== Ваше задание ==
Воспроизведите без изменений часть интервью с Марией Свешниковой, которая начинается со слов «Из Живого журнала» и заканчивается словами «за тебя! :)».

== Текст интервью ==
————

Наш разговор с Марией Свешниковой сегодня – о начале нулевых в религиозной журналистике.
Из Живого журнала Марии Свешниковой:
Сегодня побыла немножко в роли апостола Петра. Ну то есть мне была поручена важнейшая миссия — отсекать недостойных на подступах к домику, где кормили райской едой. Не знаю, что и как выходит у этого милейшего дядюшки с нимбом на голове, позвякивающего ключами для острастки, а я точно справилась с его ролью. Мне даже не приходилось ничего говорить: едва непосвященные поднимали голову ввысь, откуда на них молча взирала я, и они тут же благоразумно уходили прочь. Словом, дорогой апостол, если ты устал там стоять, я готова подежурить за тебя! :)
«Трудное» детство
— Мария, расскажите о трудном детстве в многодетной священнической семье, вы – старшая из четырех детей…
— Ну уж, прямо о трудном! Хотя, конечно, начни я рассказывать, по современным меркам оно покажется действительно непростым. А вот воспоминаний о нем как о сложном не осталось. А воспоминания…
Мне было 11 лет, когда папа стал священником. Поскольку он принадлежал к диссидентствующим кругам, его не могли рукоположить в Москве. Нашелся священник, который рекомендовал отца в Калининскую (теперь в Тверскую) епархию, со временем его назначили настоятелем на погост Чурилово при деревне Васильково.
— Звучит как в сказке – погост Чурилово, да в деревне Васильково…
— Это еще что! У нас в семье целая серия историй начинается словами: «Когда мы жили на кладбище». А добираться в эту сказку нужно было так: прямой поезд Москва-Осташков останавливался в Кувшиново в четыре часа утра, оттуда до деревни – восемь километров пешком: автобусы в четыре часа утра не ходили. Впрочем, они и днем могли забыть «выйти на работу».
В первый раз мы с папой поехали вдвоем, вышли из поезда и — пешком. Папа, чтобы меня развлечь – не иначе, – предложил петь тропарь святителю Николаю. Боюсь даже представить свое настроение в 4 утра, но не будешь же молчать, когда он поет, пришлось подпевать. Через некоторое время сзади зажглись огоньки фар: появилась «скорая помощь». Дяденька внимательно на нас посмотрел и довез до кладбища (или до дома). А знаете, за то время, что папа там служил, я больше в Кувшинове никогда не видела «скорой помощи». Да и кто ее мог вызвать? Не только мобильных, стационарных телефонов в 70-х в тех деревнях не было.

————

== Набор записей ==
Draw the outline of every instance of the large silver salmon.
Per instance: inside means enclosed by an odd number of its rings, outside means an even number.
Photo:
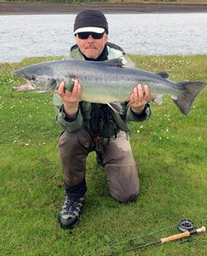
[[[52,92],[60,81],[65,81],[69,85],[71,78],[76,77],[81,84],[81,101],[110,106],[128,101],[137,83],[147,84],[153,98],[171,95],[185,115],[206,85],[198,81],[175,83],[166,79],[165,73],[124,67],[119,58],[99,62],[75,60],[42,62],[15,70],[13,74],[27,81],[26,85],[13,87],[15,91]]]

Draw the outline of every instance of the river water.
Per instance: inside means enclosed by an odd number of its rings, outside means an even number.
[[[75,42],[75,15],[0,16],[0,62],[60,56]],[[128,53],[207,54],[207,13],[107,14],[109,42]]]

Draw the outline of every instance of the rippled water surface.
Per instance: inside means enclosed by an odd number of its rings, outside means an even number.
[[[0,16],[0,62],[65,55],[75,15]],[[207,53],[207,13],[108,14],[109,41],[128,53]]]

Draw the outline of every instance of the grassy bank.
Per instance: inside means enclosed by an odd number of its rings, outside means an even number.
[[[173,81],[207,81],[207,56],[132,58],[142,69],[168,71]],[[22,81],[12,76],[14,68],[47,60],[0,64],[1,254],[104,255],[176,234],[182,219],[192,219],[197,227],[207,225],[205,88],[187,116],[165,97],[162,106],[152,106],[150,121],[132,123],[141,179],[137,202],[121,204],[109,196],[104,171],[92,153],[81,221],[71,232],[60,229],[56,214],[65,197],[57,145],[61,129],[55,123],[52,96],[12,91]],[[136,239],[120,243],[132,238]],[[206,234],[194,238],[139,253],[205,255]],[[109,246],[113,243],[118,244]]]

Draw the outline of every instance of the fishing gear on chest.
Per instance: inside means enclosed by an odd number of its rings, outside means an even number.
[[[103,145],[104,139],[108,139],[108,145],[111,139],[117,138],[117,129],[112,111],[106,104],[91,103],[90,132],[95,138],[95,142],[98,142],[98,146]]]

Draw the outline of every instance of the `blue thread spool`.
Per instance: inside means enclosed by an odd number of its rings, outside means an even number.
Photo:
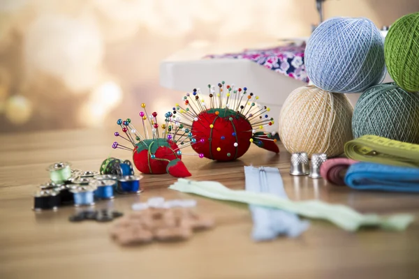
[[[112,174],[98,174],[93,177],[96,180],[115,180],[117,181],[117,176]]]
[[[87,186],[93,181],[93,177],[78,177],[73,181],[74,184],[78,186]]]
[[[101,199],[113,199],[113,189],[117,184],[115,180],[96,180],[91,181],[89,185],[96,190],[94,192],[94,197]]]
[[[74,195],[74,205],[75,206],[94,205],[93,191],[94,189],[89,186],[82,186],[71,190],[71,193]]]
[[[121,194],[140,193],[140,179],[142,176],[128,175],[118,179],[118,193]]]
[[[115,165],[115,167],[116,168],[116,174],[119,177],[134,174],[134,169],[129,160],[126,160],[123,163]]]

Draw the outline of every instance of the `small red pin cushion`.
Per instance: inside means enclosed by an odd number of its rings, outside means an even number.
[[[157,113],[153,112],[147,116],[145,104],[141,104],[141,107],[144,112],[139,114],[142,121],[143,134],[141,135],[133,126],[130,119],[125,121],[118,119],[117,124],[121,126],[124,135],[119,132],[115,132],[115,135],[128,142],[132,148],[117,142],[113,143],[112,148],[132,151],[134,165],[144,174],[168,173],[175,177],[190,176],[191,173],[182,161],[181,148],[175,141],[177,133],[174,133],[175,129],[173,129],[171,121],[172,114],[168,112],[165,114],[165,123],[161,125],[161,130],[159,131]],[[151,136],[149,135],[147,125],[151,127]],[[190,141],[191,137],[191,135],[187,137],[182,140],[181,144],[184,145],[185,141]]]

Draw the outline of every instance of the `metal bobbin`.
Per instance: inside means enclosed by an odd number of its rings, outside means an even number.
[[[61,197],[54,190],[41,190],[34,196],[35,211],[43,210],[57,210],[61,202]]]
[[[118,178],[117,190],[120,194],[139,194],[141,193],[140,180],[142,176],[128,175]]]
[[[41,184],[38,187],[39,189],[41,190],[54,190],[56,188],[59,188],[60,186],[63,186],[64,184],[60,183],[55,183],[55,182],[52,182],[52,181],[48,181],[45,183],[43,184]]]
[[[99,174],[99,172],[98,171],[91,171],[91,170],[88,170],[86,172],[82,172],[79,174],[79,176],[80,177],[93,177],[95,175],[98,175]]]
[[[78,186],[87,186],[94,180],[93,177],[78,177],[73,181],[73,183],[78,184]]]

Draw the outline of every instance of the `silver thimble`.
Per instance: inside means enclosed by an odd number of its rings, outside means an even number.
[[[290,174],[307,175],[309,173],[309,156],[307,153],[305,152],[293,153],[291,155]]]
[[[310,166],[309,176],[312,179],[321,178],[320,167],[326,160],[328,160],[328,156],[324,153],[311,155],[311,165]]]

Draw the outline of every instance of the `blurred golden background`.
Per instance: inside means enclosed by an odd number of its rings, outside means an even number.
[[[328,0],[325,18],[381,28],[416,0]],[[164,114],[181,98],[159,63],[191,43],[241,50],[307,36],[315,0],[0,0],[0,133],[101,127]],[[234,81],[231,81],[234,82]]]

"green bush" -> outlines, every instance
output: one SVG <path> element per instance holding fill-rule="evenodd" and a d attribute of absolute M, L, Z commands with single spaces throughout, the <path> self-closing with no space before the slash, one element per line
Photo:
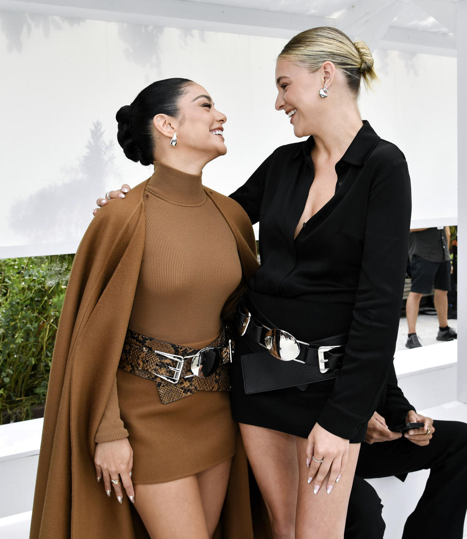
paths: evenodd
<path fill-rule="evenodd" d="M 40 415 L 73 258 L 0 260 L 0 424 Z"/>

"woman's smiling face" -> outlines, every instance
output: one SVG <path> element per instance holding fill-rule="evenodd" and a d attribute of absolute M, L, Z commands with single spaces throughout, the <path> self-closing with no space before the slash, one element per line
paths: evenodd
<path fill-rule="evenodd" d="M 188 85 L 178 102 L 181 123 L 176 129 L 180 148 L 189 152 L 205 153 L 208 160 L 224 155 L 225 115 L 214 108 L 206 89 L 195 82 Z"/>
<path fill-rule="evenodd" d="M 276 108 L 285 111 L 290 118 L 296 136 L 313 134 L 322 121 L 323 99 L 319 91 L 323 87 L 323 79 L 321 69 L 310 73 L 306 67 L 289 60 L 277 61 Z"/>

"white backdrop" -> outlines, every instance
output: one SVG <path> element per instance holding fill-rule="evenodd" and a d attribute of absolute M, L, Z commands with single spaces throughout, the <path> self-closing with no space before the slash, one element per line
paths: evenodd
<path fill-rule="evenodd" d="M 204 86 L 228 117 L 226 156 L 204 183 L 228 194 L 296 141 L 274 110 L 285 40 L 0 12 L 0 258 L 74 252 L 95 199 L 151 174 L 116 142 L 115 114 L 158 79 Z M 414 223 L 456 221 L 455 58 L 377 50 L 360 108 L 405 153 Z"/>

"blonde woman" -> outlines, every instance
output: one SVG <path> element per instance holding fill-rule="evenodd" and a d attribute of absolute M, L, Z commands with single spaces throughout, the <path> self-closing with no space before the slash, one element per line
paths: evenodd
<path fill-rule="evenodd" d="M 343 536 L 395 348 L 410 179 L 402 153 L 360 116 L 362 81 L 375 77 L 367 46 L 339 30 L 293 38 L 276 108 L 308 138 L 231 195 L 259 221 L 261 258 L 236 313 L 232 409 L 277 538 Z"/>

————

== Результат ниже ==
Из Живого журнала Марии Свешниковой:
Сегодня побыла немножко в роли апостола Петра. Ну то есть мне была поручена важнейшая миссия — отсекать недостойных на подступах к домику, где кормили райской едой. Не знаю, что и как выходит у этого милейшего дядюшки с нимбом на голове, позвякивающего ключами для острастки, а я точно справилась с его ролью. Мне даже не приходилось ничего говорить: едва непосвященные поднимали голову ввысь, откуда на них молча взирала я, и они тут же благоразумно уходили прочь. Словом, дорогой апостол, если ты устал там стоять, я готова подежурить за тебя! :)